§ **Location annotation dataset excerpts**:
***

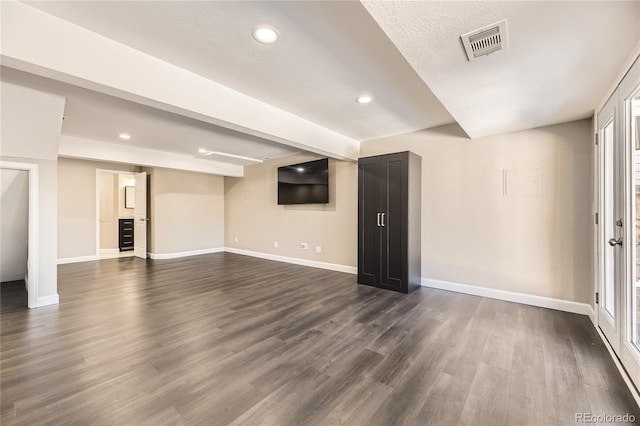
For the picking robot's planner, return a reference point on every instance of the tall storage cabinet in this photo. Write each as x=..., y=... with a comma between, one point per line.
x=389, y=199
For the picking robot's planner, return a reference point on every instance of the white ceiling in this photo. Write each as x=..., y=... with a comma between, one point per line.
x=562, y=58
x=328, y=54
x=99, y=117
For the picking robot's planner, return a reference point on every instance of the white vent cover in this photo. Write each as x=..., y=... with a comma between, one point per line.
x=486, y=40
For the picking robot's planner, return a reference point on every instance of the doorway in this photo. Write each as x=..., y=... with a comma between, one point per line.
x=120, y=205
x=14, y=174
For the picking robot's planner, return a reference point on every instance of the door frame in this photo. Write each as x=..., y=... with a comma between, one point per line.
x=32, y=275
x=97, y=221
x=625, y=355
x=612, y=331
x=628, y=353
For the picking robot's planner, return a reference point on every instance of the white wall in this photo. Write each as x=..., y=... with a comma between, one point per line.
x=30, y=126
x=14, y=224
x=31, y=122
x=108, y=213
x=187, y=211
x=473, y=234
x=124, y=180
x=77, y=205
x=253, y=215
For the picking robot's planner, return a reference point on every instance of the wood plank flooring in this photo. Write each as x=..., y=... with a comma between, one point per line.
x=226, y=339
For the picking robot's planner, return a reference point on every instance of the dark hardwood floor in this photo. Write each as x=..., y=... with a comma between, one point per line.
x=226, y=339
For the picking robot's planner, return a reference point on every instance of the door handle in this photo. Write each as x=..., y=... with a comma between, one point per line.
x=613, y=242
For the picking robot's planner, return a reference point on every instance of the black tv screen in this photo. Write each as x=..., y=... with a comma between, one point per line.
x=304, y=183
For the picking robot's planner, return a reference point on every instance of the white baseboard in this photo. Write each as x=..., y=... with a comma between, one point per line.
x=623, y=372
x=77, y=259
x=592, y=316
x=53, y=299
x=509, y=296
x=176, y=255
x=109, y=251
x=295, y=261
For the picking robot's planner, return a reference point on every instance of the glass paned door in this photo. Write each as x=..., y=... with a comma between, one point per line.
x=611, y=246
x=633, y=111
x=628, y=348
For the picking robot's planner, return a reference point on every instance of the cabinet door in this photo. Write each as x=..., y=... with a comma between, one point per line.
x=394, y=184
x=369, y=261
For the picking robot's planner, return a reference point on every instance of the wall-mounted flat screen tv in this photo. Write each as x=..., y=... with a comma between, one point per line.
x=304, y=183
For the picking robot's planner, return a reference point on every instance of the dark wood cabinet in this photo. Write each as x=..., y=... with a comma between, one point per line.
x=389, y=232
x=125, y=234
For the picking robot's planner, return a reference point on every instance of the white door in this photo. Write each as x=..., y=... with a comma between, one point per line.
x=140, y=217
x=611, y=241
x=619, y=231
x=629, y=107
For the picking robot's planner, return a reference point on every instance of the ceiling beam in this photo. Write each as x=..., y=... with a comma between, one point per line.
x=42, y=44
x=72, y=147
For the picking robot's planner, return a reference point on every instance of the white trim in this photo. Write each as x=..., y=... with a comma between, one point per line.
x=510, y=296
x=160, y=256
x=53, y=299
x=635, y=54
x=295, y=261
x=33, y=265
x=593, y=316
x=109, y=251
x=623, y=372
x=65, y=260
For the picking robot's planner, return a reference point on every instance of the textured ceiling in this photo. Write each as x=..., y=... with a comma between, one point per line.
x=100, y=117
x=561, y=59
x=327, y=55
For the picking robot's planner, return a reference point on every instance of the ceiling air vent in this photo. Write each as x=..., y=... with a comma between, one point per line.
x=486, y=40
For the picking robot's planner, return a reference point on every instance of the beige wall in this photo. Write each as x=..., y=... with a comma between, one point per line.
x=123, y=181
x=77, y=205
x=473, y=234
x=186, y=211
x=108, y=191
x=253, y=215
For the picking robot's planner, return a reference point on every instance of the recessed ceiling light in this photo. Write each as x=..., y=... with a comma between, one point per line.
x=265, y=34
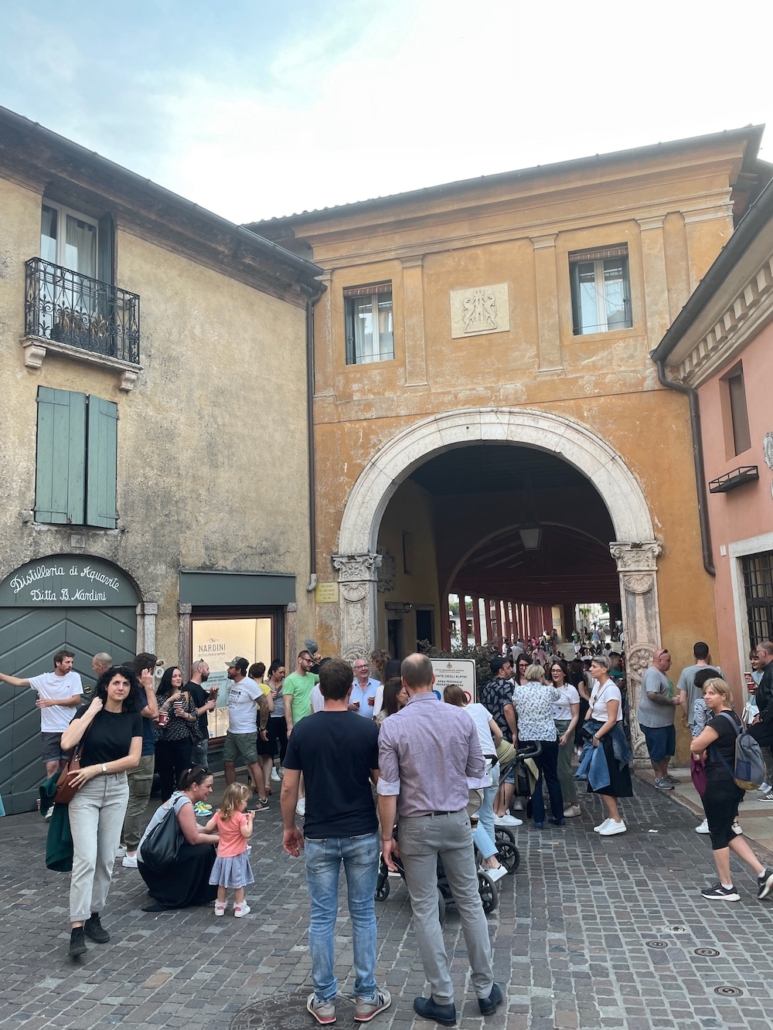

***

§ **To do**: Please copy out all the records again, replacing every "picking robot's planner" with "sorting arm's controller" and changing nothing else. Leave the pictures out of your answer.

§ **Exercise output**:
For the sorting arm's controller, return a reference point on every instance of the tall storage cabinet in this photo. Write each as x=..., y=... with a comma between, one point per line.
x=389, y=199
For the sorting arm's controller, return a reference point on every instance of the white ceiling in this photo. Write each as x=..., y=... with a comma between, one point per line.
x=562, y=58
x=328, y=54
x=99, y=117
For the sorting arm's controller, return a reference point on every instance of the white vent cover in this photo. Write each as x=..., y=... with a comma between, one point per line.
x=486, y=40
For the sorting arm's controller, return a reference point on every instance of the doorway in this photo. Write each as x=..., y=... with a comma between, one point per line.
x=120, y=205
x=14, y=174
For the sorting arm's controller, return a reference point on every instance of the door frame in this photo. Write each as x=..., y=... with a comma between, one point per line.
x=32, y=275
x=97, y=221
x=625, y=355
x=612, y=331
x=628, y=353
For the sorting arm's controller, return a reference point on every instance of the white wall in this photo. Write each as x=..., y=... with a comma between, one point per line.
x=30, y=126
x=14, y=224
x=31, y=122
x=108, y=213
x=187, y=211
x=473, y=234
x=124, y=180
x=77, y=205
x=253, y=215
For the sorting arm's controller, return a reference point on every instance of the wood plank flooring in this photo. Write each as x=..., y=... with a comma between, one point per line.
x=226, y=339
For the sorting arm's controller, return a reference point on every instance of the dark hardwood floor in this photo. Write each as x=..., y=... with a comma between, one point per line.
x=226, y=339
For the sorting arm's controller, return a reference point on every instance of the door handle in this photo. Write each as x=..., y=... with a comma between, one point per line.
x=613, y=242
For the sorting arm's controller, return a reference point on every instance of the black tv screen in this photo. Write each as x=..., y=... with a comma between, one point per line.
x=304, y=183
For the sorting arm's controller, return a reference point on every instance of the white baseboard in this photo. Write each as x=..., y=... with a comma between, one point per line.
x=623, y=372
x=77, y=259
x=592, y=316
x=53, y=299
x=509, y=296
x=176, y=255
x=109, y=251
x=295, y=261
For the sorting arm's controller, return a reference point on every instance of the glass paned door in this photo. Write each as x=..., y=... with a comma between, one point per line.
x=611, y=246
x=633, y=111
x=628, y=348
For the sorting arm's controller, return a reference point on every instance of the cabinet door in this photo. Write each as x=..., y=... with a comma between, one point per line.
x=394, y=184
x=369, y=261
For the sorting arm's controller, return a reference point on every instance of the wall-mounted flat screen tv in this photo. Write each as x=..., y=... with a comma between, one point per line.
x=304, y=183
For the sorting arm's controller, return a reference point on every instance of the dark wood cabinet in this photo. Write each as x=..., y=... with a comma between, one point per line.
x=389, y=232
x=125, y=234
For the sorting arm's controller, return a reference point on every instance of the white door in this photo. Write each as x=..., y=... with a comma between, one point per line.
x=140, y=217
x=611, y=241
x=619, y=231
x=629, y=107
For the sorting arm's controller, return a reference point on every instance of the ceiling beam in this photo. Write each as x=..., y=... with a comma between, one point per line.
x=42, y=44
x=72, y=147
For the sorting arm's controller, return a reference point on every instance of the white trim in this photo. Write each as x=..., y=... with a comma between, one point per line.
x=510, y=296
x=160, y=256
x=53, y=299
x=635, y=54
x=295, y=261
x=33, y=265
x=593, y=316
x=109, y=251
x=623, y=372
x=65, y=260
For the sorting arm's controller, return a reference point on every instance of the textured ceiling in this photo. Write each as x=..., y=... with a comma between, one point per line.
x=100, y=117
x=561, y=59
x=327, y=55
For the sorting arm's controller, return a reference point on every instance of the ceiling air vent in this photo. Write each as x=..., y=... with a comma between, one point per line.
x=486, y=40
For the sorting arm's controller, return a reference point on every instance of the beige wall in this photo. Write each as x=..., y=... with a comma between, one point per line.
x=123, y=181
x=77, y=205
x=473, y=234
x=186, y=211
x=108, y=191
x=253, y=215
For the sorting arm's controller, return a reference point on every instance of the recessed ceiling light in this photo. Write each as x=..., y=... with a comma between, one point per line.
x=265, y=34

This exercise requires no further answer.